→ **Exercise description**: Nothing more is wanted than an exact repeat of the data below.

##########

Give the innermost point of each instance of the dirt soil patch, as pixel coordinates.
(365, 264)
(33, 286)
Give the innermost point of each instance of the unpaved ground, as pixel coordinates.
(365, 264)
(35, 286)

##########

→ **Solved exercise**:
Give the innermost point of each instance of the dirt soil patch, as pixel coordinates.
(365, 264)
(33, 286)
Give the innermost point of each instance of the unpaved ground, as pixel coordinates.
(365, 264)
(35, 286)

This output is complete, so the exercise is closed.